# Problem to work on
Rewrite the items from the line with "Can you find the finger" through the end of the items, replacing "Drop" with "Place" and changing nothing else.

# Given data
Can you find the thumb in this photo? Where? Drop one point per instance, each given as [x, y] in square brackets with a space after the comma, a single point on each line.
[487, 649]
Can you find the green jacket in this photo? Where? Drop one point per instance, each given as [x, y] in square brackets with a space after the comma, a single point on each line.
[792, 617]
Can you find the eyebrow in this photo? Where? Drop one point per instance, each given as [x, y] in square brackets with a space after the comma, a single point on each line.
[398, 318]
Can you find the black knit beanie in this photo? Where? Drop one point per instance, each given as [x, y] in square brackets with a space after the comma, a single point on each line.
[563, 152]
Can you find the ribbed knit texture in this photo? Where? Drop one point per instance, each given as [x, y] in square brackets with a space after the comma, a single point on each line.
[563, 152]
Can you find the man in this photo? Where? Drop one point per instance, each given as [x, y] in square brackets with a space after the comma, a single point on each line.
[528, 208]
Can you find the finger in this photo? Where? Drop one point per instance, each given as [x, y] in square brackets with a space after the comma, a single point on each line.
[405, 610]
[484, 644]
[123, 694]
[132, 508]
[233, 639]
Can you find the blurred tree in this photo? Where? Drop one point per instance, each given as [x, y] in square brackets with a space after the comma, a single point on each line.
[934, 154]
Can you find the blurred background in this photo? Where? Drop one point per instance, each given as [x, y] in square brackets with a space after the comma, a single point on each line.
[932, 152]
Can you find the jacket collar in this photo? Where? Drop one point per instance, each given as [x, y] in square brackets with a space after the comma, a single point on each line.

# Task response
Can you find the finger in this photo? Where? Place one point per instance, each given as [x, y] in square brackets with a space after the comma, a single point on each line.
[405, 610]
[484, 644]
[123, 694]
[132, 508]
[233, 639]
Can you find the blurred tree in this photo? Where? Place one point per instance, each given as [x, y] in square brackets with a space after the comma, a single point on each line.
[934, 154]
Can you find the blurred background in this photo? Where? Place one point per instance, each given as [x, y] in square brackets with a space after the comma, a single point on each line.
[932, 152]
Can you find the jacket collar in this photo? Where? Place one point per instance, each given as [x, y] in square brackets with a space after the comma, a single point on each line.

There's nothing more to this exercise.